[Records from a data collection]
################

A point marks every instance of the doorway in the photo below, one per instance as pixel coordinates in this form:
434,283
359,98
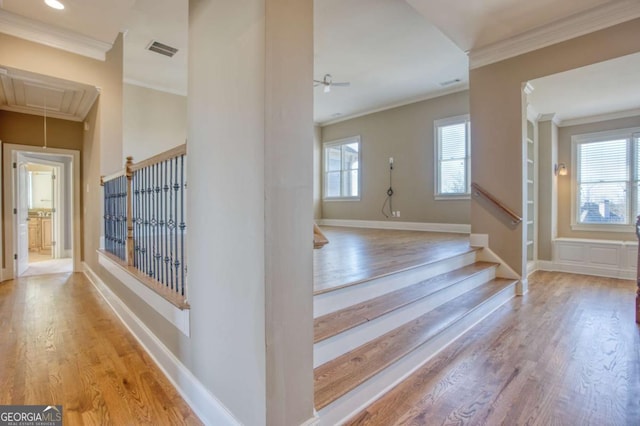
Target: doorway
42,196
45,189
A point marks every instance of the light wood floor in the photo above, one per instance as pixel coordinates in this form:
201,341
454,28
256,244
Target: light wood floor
61,344
568,353
357,254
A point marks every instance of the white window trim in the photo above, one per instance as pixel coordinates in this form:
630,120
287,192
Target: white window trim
338,142
436,157
599,137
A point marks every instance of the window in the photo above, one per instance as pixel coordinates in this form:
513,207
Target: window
342,169
452,157
607,165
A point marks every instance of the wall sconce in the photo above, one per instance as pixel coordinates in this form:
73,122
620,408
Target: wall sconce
560,169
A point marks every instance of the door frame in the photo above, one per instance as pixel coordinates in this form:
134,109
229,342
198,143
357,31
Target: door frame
59,201
9,247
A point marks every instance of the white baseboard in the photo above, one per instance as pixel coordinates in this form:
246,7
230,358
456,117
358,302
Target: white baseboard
628,274
313,421
206,406
457,228
176,316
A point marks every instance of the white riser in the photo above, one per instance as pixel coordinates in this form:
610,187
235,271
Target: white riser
338,299
362,396
348,340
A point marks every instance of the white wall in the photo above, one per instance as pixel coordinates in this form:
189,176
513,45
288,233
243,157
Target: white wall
250,182
152,121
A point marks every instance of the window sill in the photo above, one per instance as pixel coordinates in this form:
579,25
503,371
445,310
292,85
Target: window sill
603,228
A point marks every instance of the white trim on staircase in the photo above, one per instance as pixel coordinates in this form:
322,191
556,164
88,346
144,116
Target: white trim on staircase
457,228
206,406
178,317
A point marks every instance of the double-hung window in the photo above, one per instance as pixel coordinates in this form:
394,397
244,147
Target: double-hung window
452,154
607,166
342,169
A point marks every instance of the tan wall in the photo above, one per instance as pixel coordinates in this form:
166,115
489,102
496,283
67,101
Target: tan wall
105,143
27,129
496,130
317,172
547,188
566,182
406,134
153,121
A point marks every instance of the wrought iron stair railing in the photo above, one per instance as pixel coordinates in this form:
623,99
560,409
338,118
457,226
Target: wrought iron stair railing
145,222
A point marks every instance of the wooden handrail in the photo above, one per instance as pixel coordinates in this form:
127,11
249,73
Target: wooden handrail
112,176
163,156
515,218
638,274
132,167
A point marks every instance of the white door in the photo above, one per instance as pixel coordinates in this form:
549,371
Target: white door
22,218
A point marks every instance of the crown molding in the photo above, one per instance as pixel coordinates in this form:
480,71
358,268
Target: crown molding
601,117
59,38
456,89
595,19
549,117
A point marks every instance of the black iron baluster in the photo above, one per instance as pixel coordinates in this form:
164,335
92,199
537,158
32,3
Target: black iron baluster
182,225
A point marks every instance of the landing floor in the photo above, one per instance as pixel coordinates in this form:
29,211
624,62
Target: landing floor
357,254
567,353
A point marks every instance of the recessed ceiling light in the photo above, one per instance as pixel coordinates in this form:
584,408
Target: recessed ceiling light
54,4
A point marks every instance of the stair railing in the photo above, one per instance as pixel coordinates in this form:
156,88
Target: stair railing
145,221
477,190
638,273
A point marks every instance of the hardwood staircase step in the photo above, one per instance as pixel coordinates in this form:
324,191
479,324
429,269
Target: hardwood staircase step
339,376
334,323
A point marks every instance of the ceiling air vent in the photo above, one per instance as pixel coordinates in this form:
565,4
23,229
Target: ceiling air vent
162,49
450,82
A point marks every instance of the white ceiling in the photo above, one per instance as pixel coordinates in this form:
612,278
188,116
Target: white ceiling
392,51
142,21
388,52
602,89
477,23
29,93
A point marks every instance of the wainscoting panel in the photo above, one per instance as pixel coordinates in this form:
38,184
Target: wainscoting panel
606,258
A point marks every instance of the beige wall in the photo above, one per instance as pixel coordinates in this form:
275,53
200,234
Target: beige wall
27,129
566,182
153,121
497,125
547,188
317,172
102,145
406,134
288,211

################

Work instructions: Quote every line word for word and keep the images out of the copy.

The output:
A point marks every instance of the doorway in the photo below, one per instance as pixel coordinates in this form:
434,283
359,98
Target: doorway
42,196
45,189
A point marks every instance of the light wood floor in the photo above, one per instance as pixel coordinates in this form:
201,341
454,28
256,244
Target: light wood floor
61,344
568,353
357,254
A point marks every instance of the white window trim in the photo above, one per instance as pixel coordinates in this form:
630,120
287,192
Target: white window trim
338,142
436,157
599,137
A point marks every instance of the window in the photo above, one per instance as pixel coordinates in this form:
513,207
Target: window
342,169
452,157
607,165
A point marks every instance of the wall sconce in the photo above, one per instance as pixel coordinates in this form:
73,122
620,408
Target: wall sconce
560,169
A point marks every instance of the door frame in the photo above, one per instance as pixel coordinates in this form:
134,109
229,342
198,143
357,31
Target: door frame
59,201
9,247
A point marks every instance of the white baseboard in the photo above, one per instance as pixel coordinates in this form:
246,7
230,358
456,117
358,302
Target: white baseboard
628,274
313,421
206,406
457,228
176,316
A point marks every instance of the white riser in the photo above, one per instance as pixel coordinates in this form:
610,187
235,271
Target: white riser
338,299
362,396
348,340
A point marks every instance of the white wall in the photo above, one per instance as pixel coordinates in this form:
189,176
513,45
288,233
243,157
Target: white wall
250,182
152,121
A point marks every instance of the window sill in the photo above, one per instance as pixel coordinates in this form:
579,25
503,371
445,310
292,85
Target: window sill
603,228
A point marks every instance of the white trim on staircase in the photo above, one per instance as pixel coordinates in this form:
322,191
556,164
88,346
144,116
Target: white trim on staircase
457,228
206,406
178,317
A point marks every instance of the double-hung window in the photo above, one per instance as pixel coordinates in this form:
394,397
244,147
Target: double-hung window
452,154
607,166
342,169
A point marks every instance of the tan wall in the photo above, one per instance as pixel coordinates in this form:
166,115
489,102
496,283
67,101
Target: tan wall
105,143
27,129
496,130
317,172
547,188
566,182
406,134
153,121
A point marks every instance of the wrought iron stair railing in the photo above, one per instance as pixel coordinates in this form:
623,99
560,409
338,118
457,226
Target: wrought iron stair railing
145,222
A point marks every instance of the wooden handrail in the photo above, one per instance as pixel coordinates in this form:
127,11
249,73
Target: wooden handrail
112,176
163,156
515,218
638,274
132,167
A point marks every instance of the white door in the photo above, one per instance as pixel coordinates in this form:
549,371
Target: white door
22,218
A point marks every instance of the crown molding in the photo above, one per instance as pixel coordinates in this form:
480,71
358,268
Target: crown molding
601,117
59,38
456,89
595,19
549,117
A point marks every instance of the black iron baluster in the photo above, one per instance as pixel coordinates in this form:
164,335
92,199
537,158
32,3
Target: black iron baluster
182,225
A point marks every instance of the landing floor in the photo above, one per instance as pixel coordinates in this form:
29,211
624,62
Target: landing floor
357,254
567,353
A point marks every instance of the recessed ceiling light in the photo above, one per instance as pixel coordinates in this form:
584,408
Target: recessed ceiling light
54,4
A point marks every instance of the stair railing in the photo above, one per instance as pixel coordinates in this form:
156,88
Target: stair railing
145,221
477,190
638,273
A point marks every instance of the hardwood staircase step in the photo above, one per instance as pixel coordinates in this form:
324,191
479,324
429,269
Target: hardwood staircase step
339,376
334,323
A point marks every instance of the ceiling air vent in the photo above, one per instance as pixel coordinates in this form:
565,4
23,229
Target: ceiling air vent
162,49
450,82
A point marks every instance of the white ceiling in the photo above, one per instance as pixel coordinates in this form:
612,278
188,116
Target: white ceiling
392,51
142,21
388,52
602,89
477,23
29,93
A point marks every instance of the wainscoting panel in the photo above, one per instance as pixel coordinates in this form:
38,184
Target: wainscoting panel
606,258
A point marks every instance of the beige wall in the photo above, one per instance as pixel coordinates in this form:
275,53
200,234
Target: beige wall
27,129
566,182
153,121
497,125
547,188
317,172
102,145
406,134
288,211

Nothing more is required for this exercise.